▸ TASK PROMPT: Copy the rows again, requests included, starting with the line with "Expected: a point placed on each instance of the hanging cap" and going on through the end of the rows. Move every point by adding 128 to each of its coordinates.

Dataset rows:
--- START ---

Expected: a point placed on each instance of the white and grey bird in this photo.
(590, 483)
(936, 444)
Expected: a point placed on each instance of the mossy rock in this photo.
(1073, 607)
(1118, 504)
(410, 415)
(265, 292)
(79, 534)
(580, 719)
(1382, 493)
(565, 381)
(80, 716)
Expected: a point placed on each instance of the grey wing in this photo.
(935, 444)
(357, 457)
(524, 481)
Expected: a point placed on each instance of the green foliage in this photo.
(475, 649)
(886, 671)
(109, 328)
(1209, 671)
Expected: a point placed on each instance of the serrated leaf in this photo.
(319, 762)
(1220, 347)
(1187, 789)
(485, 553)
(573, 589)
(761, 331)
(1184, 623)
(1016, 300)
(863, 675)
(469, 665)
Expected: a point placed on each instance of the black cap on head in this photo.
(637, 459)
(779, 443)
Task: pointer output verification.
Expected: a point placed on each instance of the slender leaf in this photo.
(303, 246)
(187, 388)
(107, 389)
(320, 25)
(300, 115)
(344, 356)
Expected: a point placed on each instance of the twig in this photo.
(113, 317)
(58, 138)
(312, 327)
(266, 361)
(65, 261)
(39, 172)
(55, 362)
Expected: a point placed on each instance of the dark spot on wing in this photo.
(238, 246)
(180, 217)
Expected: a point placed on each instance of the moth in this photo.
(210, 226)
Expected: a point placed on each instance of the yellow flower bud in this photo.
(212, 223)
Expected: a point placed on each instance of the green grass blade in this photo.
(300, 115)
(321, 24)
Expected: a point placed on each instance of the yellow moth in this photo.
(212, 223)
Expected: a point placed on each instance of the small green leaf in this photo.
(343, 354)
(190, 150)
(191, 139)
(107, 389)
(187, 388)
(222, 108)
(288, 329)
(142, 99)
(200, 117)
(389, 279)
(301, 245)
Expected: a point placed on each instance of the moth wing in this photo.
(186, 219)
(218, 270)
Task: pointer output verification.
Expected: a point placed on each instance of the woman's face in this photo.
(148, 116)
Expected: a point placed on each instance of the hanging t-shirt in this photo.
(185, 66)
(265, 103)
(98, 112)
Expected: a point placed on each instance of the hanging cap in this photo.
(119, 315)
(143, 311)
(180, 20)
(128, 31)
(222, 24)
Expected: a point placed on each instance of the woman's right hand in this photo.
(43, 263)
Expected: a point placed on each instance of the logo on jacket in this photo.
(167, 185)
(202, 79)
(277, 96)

--- END ---

▸ EXERCISE RESULT:
Expected: a point placed on each instance of the hanging cap in this photo.
(247, 443)
(271, 439)
(308, 148)
(256, 159)
(350, 152)
Expected: a point placed on each instance of the woman's right hand in this photo.
(171, 391)
Expected: a point placed on each instance of the logo on jacket in this photo.
(295, 313)
(330, 207)
(405, 224)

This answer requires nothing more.